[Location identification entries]
========
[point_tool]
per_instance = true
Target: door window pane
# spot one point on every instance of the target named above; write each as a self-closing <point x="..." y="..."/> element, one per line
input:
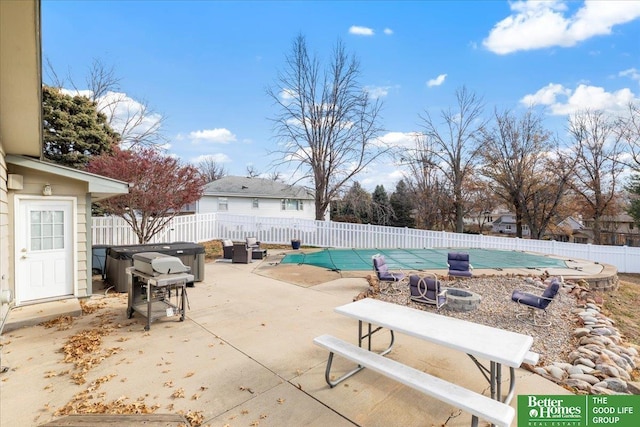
========
■ **TASK OBJECTIVE**: Can you reproduce the material above word for word, leaving the pictures out of your answer?

■ **WRITTEN RESPONSE**:
[point_tool]
per_instance = true
Target: door window pane
# spot one point on every instance of the target named above; write each as a self-closing <point x="..." y="..."/> element, one per line
input:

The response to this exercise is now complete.